## Extracted information
-------------------------

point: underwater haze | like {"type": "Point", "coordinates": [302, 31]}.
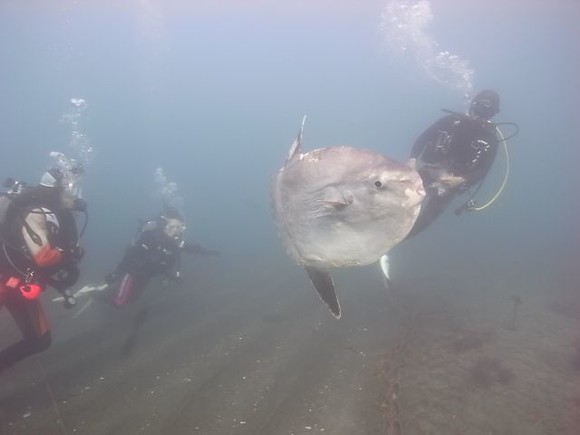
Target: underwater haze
{"type": "Point", "coordinates": [479, 332]}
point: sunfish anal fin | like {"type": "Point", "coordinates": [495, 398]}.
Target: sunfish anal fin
{"type": "Point", "coordinates": [324, 286]}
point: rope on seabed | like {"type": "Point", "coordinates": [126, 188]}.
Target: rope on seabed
{"type": "Point", "coordinates": [52, 399]}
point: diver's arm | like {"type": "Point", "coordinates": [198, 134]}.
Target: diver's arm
{"type": "Point", "coordinates": [481, 170]}
{"type": "Point", "coordinates": [431, 135]}
{"type": "Point", "coordinates": [35, 234]}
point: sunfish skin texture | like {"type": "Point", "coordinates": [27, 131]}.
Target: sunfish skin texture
{"type": "Point", "coordinates": [342, 206]}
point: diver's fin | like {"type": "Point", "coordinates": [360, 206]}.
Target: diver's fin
{"type": "Point", "coordinates": [385, 268]}
{"type": "Point", "coordinates": [325, 288]}
{"type": "Point", "coordinates": [89, 288]}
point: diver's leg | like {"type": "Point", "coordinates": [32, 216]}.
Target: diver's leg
{"type": "Point", "coordinates": [33, 324]}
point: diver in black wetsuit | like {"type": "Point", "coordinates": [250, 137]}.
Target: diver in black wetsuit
{"type": "Point", "coordinates": [156, 251]}
{"type": "Point", "coordinates": [455, 154]}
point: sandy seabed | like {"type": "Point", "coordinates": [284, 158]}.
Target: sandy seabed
{"type": "Point", "coordinates": [254, 351]}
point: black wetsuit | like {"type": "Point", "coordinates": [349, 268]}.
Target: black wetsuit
{"type": "Point", "coordinates": [153, 253]}
{"type": "Point", "coordinates": [17, 268]}
{"type": "Point", "coordinates": [457, 145]}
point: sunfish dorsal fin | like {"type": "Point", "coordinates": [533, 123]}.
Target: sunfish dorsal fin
{"type": "Point", "coordinates": [296, 146]}
{"type": "Point", "coordinates": [324, 286]}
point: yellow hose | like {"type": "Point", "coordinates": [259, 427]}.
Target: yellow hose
{"type": "Point", "coordinates": [505, 178]}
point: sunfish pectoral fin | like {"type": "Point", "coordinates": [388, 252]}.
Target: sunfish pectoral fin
{"type": "Point", "coordinates": [385, 268]}
{"type": "Point", "coordinates": [325, 287]}
{"type": "Point", "coordinates": [296, 146]}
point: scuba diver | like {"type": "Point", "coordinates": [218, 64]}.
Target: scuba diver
{"type": "Point", "coordinates": [156, 250]}
{"type": "Point", "coordinates": [453, 156]}
{"type": "Point", "coordinates": [40, 248]}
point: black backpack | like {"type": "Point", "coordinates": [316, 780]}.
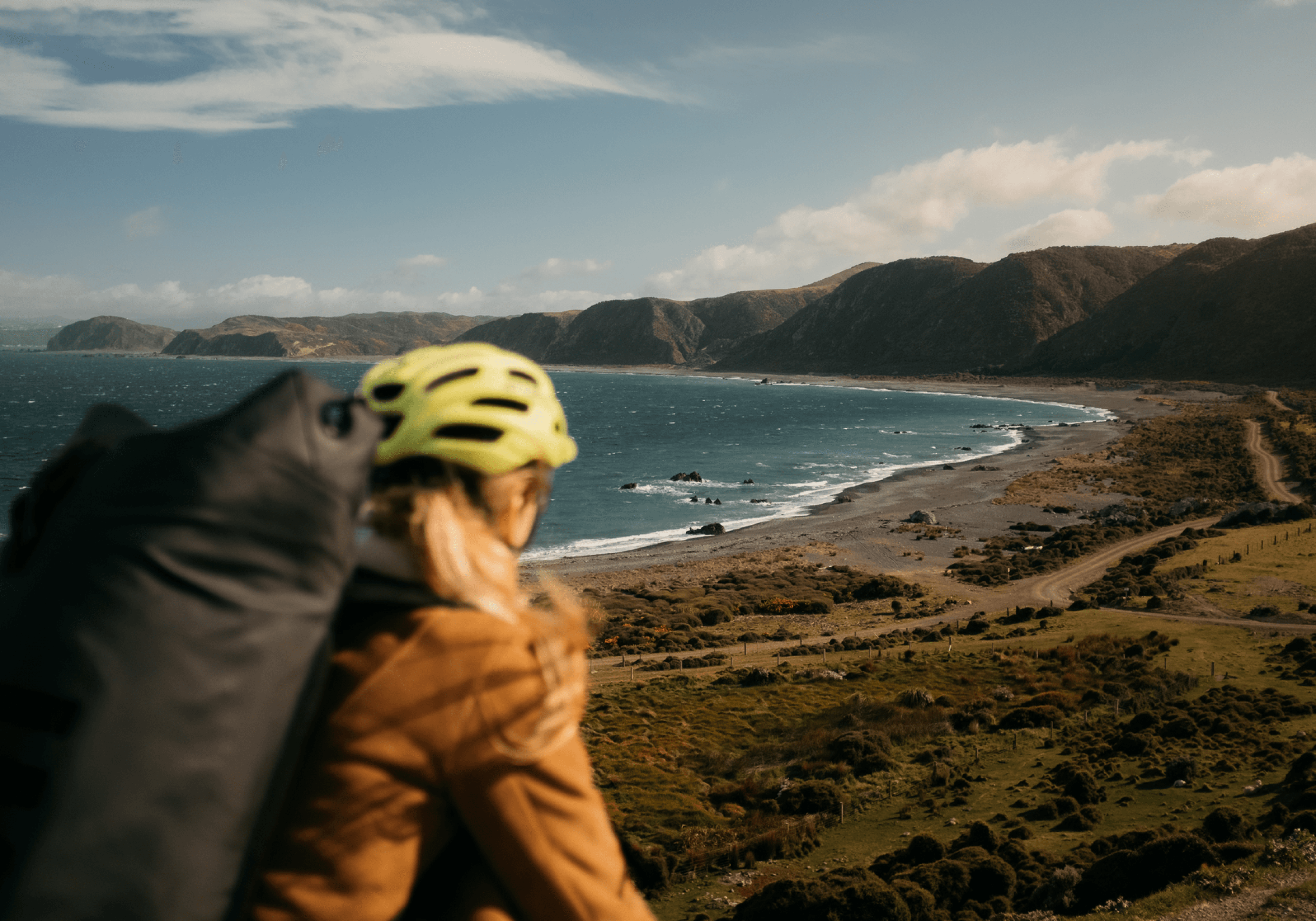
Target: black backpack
{"type": "Point", "coordinates": [164, 615]}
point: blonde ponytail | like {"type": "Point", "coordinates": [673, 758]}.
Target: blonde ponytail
{"type": "Point", "coordinates": [465, 561]}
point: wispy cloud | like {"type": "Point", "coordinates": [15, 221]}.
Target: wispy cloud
{"type": "Point", "coordinates": [415, 265]}
{"type": "Point", "coordinates": [261, 63]}
{"type": "Point", "coordinates": [563, 268]}
{"type": "Point", "coordinates": [1261, 197]}
{"type": "Point", "coordinates": [146, 223]}
{"type": "Point", "coordinates": [269, 295]}
{"type": "Point", "coordinates": [1072, 227]}
{"type": "Point", "coordinates": [906, 211]}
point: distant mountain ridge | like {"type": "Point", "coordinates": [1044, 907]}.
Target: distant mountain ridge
{"type": "Point", "coordinates": [653, 331]}
{"type": "Point", "coordinates": [323, 337]}
{"type": "Point", "coordinates": [947, 313]}
{"type": "Point", "coordinates": [1240, 311]}
{"type": "Point", "coordinates": [1235, 311]}
{"type": "Point", "coordinates": [111, 335]}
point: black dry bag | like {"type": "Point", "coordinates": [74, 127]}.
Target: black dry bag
{"type": "Point", "coordinates": [157, 641]}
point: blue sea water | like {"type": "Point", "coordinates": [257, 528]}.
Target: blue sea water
{"type": "Point", "coordinates": [799, 444]}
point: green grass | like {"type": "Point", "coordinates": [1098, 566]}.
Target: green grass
{"type": "Point", "coordinates": [1270, 556]}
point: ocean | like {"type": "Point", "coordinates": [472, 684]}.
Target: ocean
{"type": "Point", "coordinates": [799, 444]}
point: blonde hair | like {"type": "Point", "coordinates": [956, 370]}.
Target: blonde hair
{"type": "Point", "coordinates": [459, 549]}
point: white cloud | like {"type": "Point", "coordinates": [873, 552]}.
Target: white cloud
{"type": "Point", "coordinates": [1261, 197]}
{"type": "Point", "coordinates": [146, 223]}
{"type": "Point", "coordinates": [262, 62]}
{"type": "Point", "coordinates": [411, 268]}
{"type": "Point", "coordinates": [561, 268]}
{"type": "Point", "coordinates": [266, 295]}
{"type": "Point", "coordinates": [901, 214]}
{"type": "Point", "coordinates": [1072, 227]}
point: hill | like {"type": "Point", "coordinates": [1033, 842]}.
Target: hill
{"type": "Point", "coordinates": [653, 331]}
{"type": "Point", "coordinates": [947, 313]}
{"type": "Point", "coordinates": [320, 337]}
{"type": "Point", "coordinates": [1239, 311]}
{"type": "Point", "coordinates": [532, 335]}
{"type": "Point", "coordinates": [111, 335]}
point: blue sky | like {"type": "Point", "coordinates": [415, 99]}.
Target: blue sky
{"type": "Point", "coordinates": [182, 161]}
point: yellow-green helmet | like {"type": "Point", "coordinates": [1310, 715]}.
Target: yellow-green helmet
{"type": "Point", "coordinates": [470, 403]}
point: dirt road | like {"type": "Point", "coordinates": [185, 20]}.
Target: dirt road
{"type": "Point", "coordinates": [1269, 468]}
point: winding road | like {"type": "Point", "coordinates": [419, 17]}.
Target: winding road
{"type": "Point", "coordinates": [1269, 468]}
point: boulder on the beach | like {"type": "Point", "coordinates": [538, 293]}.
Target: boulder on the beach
{"type": "Point", "coordinates": [1119, 515]}
{"type": "Point", "coordinates": [1188, 506]}
{"type": "Point", "coordinates": [715, 528]}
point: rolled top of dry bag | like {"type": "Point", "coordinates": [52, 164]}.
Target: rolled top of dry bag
{"type": "Point", "coordinates": [156, 639]}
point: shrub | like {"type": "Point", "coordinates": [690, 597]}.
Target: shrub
{"type": "Point", "coordinates": [1226, 824]}
{"type": "Point", "coordinates": [1085, 789]}
{"type": "Point", "coordinates": [915, 699]}
{"type": "Point", "coordinates": [924, 849]}
{"type": "Point", "coordinates": [810, 797]}
{"type": "Point", "coordinates": [840, 894]}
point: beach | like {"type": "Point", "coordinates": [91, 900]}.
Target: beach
{"type": "Point", "coordinates": [864, 531]}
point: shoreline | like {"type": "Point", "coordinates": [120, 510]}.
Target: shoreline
{"type": "Point", "coordinates": [864, 532]}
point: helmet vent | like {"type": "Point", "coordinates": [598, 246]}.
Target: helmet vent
{"type": "Point", "coordinates": [500, 402]}
{"type": "Point", "coordinates": [451, 377]}
{"type": "Point", "coordinates": [469, 432]}
{"type": "Point", "coordinates": [391, 423]}
{"type": "Point", "coordinates": [386, 393]}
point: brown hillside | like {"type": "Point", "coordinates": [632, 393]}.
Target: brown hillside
{"type": "Point", "coordinates": [111, 335]}
{"type": "Point", "coordinates": [648, 331]}
{"type": "Point", "coordinates": [306, 337]}
{"type": "Point", "coordinates": [1240, 311]}
{"type": "Point", "coordinates": [945, 313]}
{"type": "Point", "coordinates": [532, 335]}
{"type": "Point", "coordinates": [653, 331]}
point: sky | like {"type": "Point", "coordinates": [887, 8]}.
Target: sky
{"type": "Point", "coordinates": [183, 161]}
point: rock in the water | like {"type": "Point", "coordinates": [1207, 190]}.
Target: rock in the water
{"type": "Point", "coordinates": [716, 528]}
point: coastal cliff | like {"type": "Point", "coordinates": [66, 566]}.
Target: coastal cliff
{"type": "Point", "coordinates": [1240, 311]}
{"type": "Point", "coordinates": [653, 331]}
{"type": "Point", "coordinates": [111, 335]}
{"type": "Point", "coordinates": [947, 313]}
{"type": "Point", "coordinates": [321, 337]}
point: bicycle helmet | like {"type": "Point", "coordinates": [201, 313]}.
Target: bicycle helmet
{"type": "Point", "coordinates": [470, 403]}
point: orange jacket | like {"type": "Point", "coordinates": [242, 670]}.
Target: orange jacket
{"type": "Point", "coordinates": [404, 760]}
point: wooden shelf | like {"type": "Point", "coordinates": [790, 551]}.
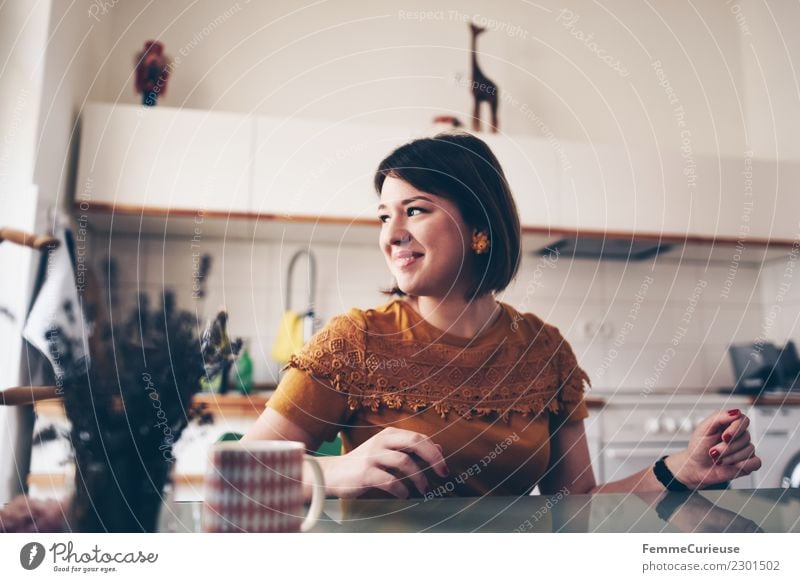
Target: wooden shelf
{"type": "Point", "coordinates": [220, 405]}
{"type": "Point", "coordinates": [308, 229]}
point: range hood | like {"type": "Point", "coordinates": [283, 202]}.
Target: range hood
{"type": "Point", "coordinates": [605, 248]}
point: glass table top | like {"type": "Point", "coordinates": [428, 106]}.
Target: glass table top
{"type": "Point", "coordinates": [735, 510]}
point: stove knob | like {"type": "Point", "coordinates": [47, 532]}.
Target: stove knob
{"type": "Point", "coordinates": [651, 425]}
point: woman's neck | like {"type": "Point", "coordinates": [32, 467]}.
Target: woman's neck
{"type": "Point", "coordinates": [457, 316]}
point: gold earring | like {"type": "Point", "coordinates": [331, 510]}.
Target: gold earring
{"type": "Point", "coordinates": [480, 243]}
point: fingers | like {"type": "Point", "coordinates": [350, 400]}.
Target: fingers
{"type": "Point", "coordinates": [719, 421]}
{"type": "Point", "coordinates": [414, 442]}
{"type": "Point", "coordinates": [735, 438]}
{"type": "Point", "coordinates": [735, 429]}
{"type": "Point", "coordinates": [731, 458]}
{"type": "Point", "coordinates": [380, 479]}
{"type": "Point", "coordinates": [403, 464]}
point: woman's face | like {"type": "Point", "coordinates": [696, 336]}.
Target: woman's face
{"type": "Point", "coordinates": [424, 240]}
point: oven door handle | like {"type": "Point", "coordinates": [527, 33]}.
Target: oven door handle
{"type": "Point", "coordinates": [629, 453]}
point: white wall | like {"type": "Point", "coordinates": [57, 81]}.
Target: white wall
{"type": "Point", "coordinates": [591, 302]}
{"type": "Point", "coordinates": [340, 59]}
{"type": "Point", "coordinates": [23, 33]}
{"type": "Point", "coordinates": [770, 50]}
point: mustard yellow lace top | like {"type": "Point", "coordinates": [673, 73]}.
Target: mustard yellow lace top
{"type": "Point", "coordinates": [490, 401]}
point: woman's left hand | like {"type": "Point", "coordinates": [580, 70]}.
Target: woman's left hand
{"type": "Point", "coordinates": [719, 450]}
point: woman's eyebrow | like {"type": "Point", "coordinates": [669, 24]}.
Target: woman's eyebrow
{"type": "Point", "coordinates": [408, 201]}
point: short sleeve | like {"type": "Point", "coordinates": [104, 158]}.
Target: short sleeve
{"type": "Point", "coordinates": [318, 391]}
{"type": "Point", "coordinates": [573, 382]}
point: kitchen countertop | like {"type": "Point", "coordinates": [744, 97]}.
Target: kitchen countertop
{"type": "Point", "coordinates": [733, 510]}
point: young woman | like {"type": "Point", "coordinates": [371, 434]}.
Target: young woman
{"type": "Point", "coordinates": [444, 390]}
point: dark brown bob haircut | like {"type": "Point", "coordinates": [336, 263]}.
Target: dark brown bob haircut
{"type": "Point", "coordinates": [461, 168]}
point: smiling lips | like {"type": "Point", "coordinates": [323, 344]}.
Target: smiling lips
{"type": "Point", "coordinates": [405, 258]}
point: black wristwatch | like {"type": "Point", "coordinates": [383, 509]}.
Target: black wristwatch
{"type": "Point", "coordinates": [666, 478]}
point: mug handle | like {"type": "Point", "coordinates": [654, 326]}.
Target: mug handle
{"type": "Point", "coordinates": [317, 496]}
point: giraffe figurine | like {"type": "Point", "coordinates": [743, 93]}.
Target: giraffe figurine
{"type": "Point", "coordinates": [483, 88]}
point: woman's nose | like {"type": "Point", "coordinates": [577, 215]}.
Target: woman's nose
{"type": "Point", "coordinates": [396, 232]}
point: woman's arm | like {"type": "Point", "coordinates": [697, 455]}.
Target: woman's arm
{"type": "Point", "coordinates": [391, 460]}
{"type": "Point", "coordinates": [719, 450]}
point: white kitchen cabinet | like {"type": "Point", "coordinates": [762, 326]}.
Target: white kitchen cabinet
{"type": "Point", "coordinates": [598, 192]}
{"type": "Point", "coordinates": [320, 168]}
{"type": "Point", "coordinates": [743, 198]}
{"type": "Point", "coordinates": [776, 200]}
{"type": "Point", "coordinates": [157, 157]}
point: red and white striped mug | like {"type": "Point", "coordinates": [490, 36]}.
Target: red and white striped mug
{"type": "Point", "coordinates": [257, 486]}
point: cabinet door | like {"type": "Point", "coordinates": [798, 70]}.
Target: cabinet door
{"type": "Point", "coordinates": [165, 158]}
{"type": "Point", "coordinates": [597, 189]}
{"type": "Point", "coordinates": [530, 168]}
{"type": "Point", "coordinates": [320, 168]}
{"type": "Point", "coordinates": [776, 200]}
{"type": "Point", "coordinates": [719, 197]}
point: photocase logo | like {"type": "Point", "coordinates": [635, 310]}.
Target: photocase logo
{"type": "Point", "coordinates": [31, 555]}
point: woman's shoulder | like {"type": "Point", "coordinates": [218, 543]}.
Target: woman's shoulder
{"type": "Point", "coordinates": [389, 315]}
{"type": "Point", "coordinates": [529, 325]}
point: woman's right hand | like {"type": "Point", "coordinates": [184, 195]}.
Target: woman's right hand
{"type": "Point", "coordinates": [391, 460]}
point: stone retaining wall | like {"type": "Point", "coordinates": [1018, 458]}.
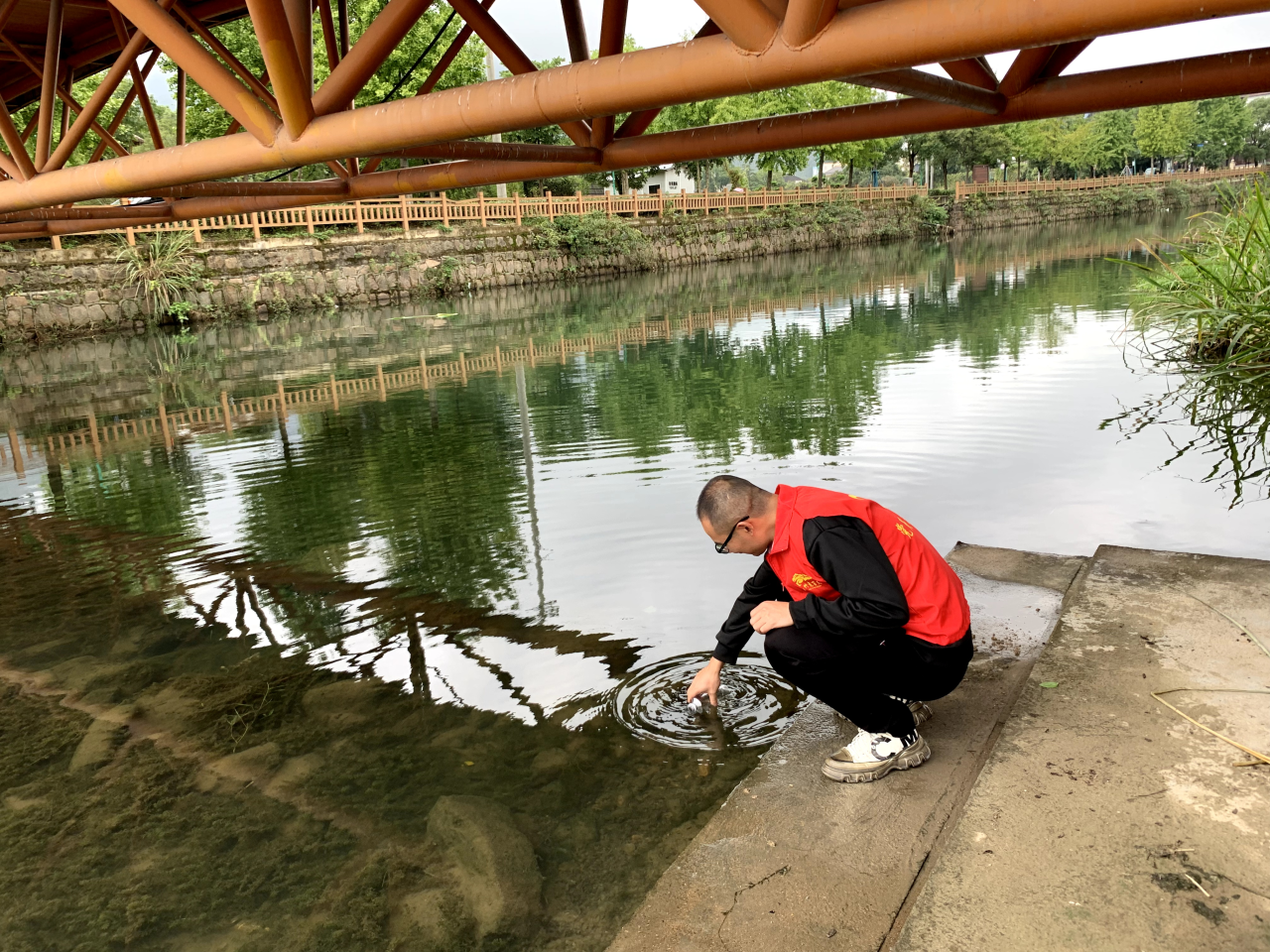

-------------------------

## Required task
Write each line from the one containing "point: woman's shoulder" through the end of the entries as a JSON list of strings, one string per line with blank lines skipped. Leave the pictures out.

## Result below
[
  "point: woman's shoulder | like {\"type\": \"Point\", \"coordinates\": [218, 543]}.",
  "Target: woman's shoulder",
  "{\"type\": \"Point\", \"coordinates\": [389, 315]}",
  "{\"type\": \"Point\", \"coordinates\": [529, 325]}",
  "point: woman's right hand | like {\"type\": \"Point\", \"coordinates\": [184, 195]}.",
  "Target: woman's right hand",
  "{\"type\": \"Point\", \"coordinates\": [391, 460]}",
  "point: stone retaining wall | like {\"type\": \"Point\", \"coordinates\": [1018, 458]}."
]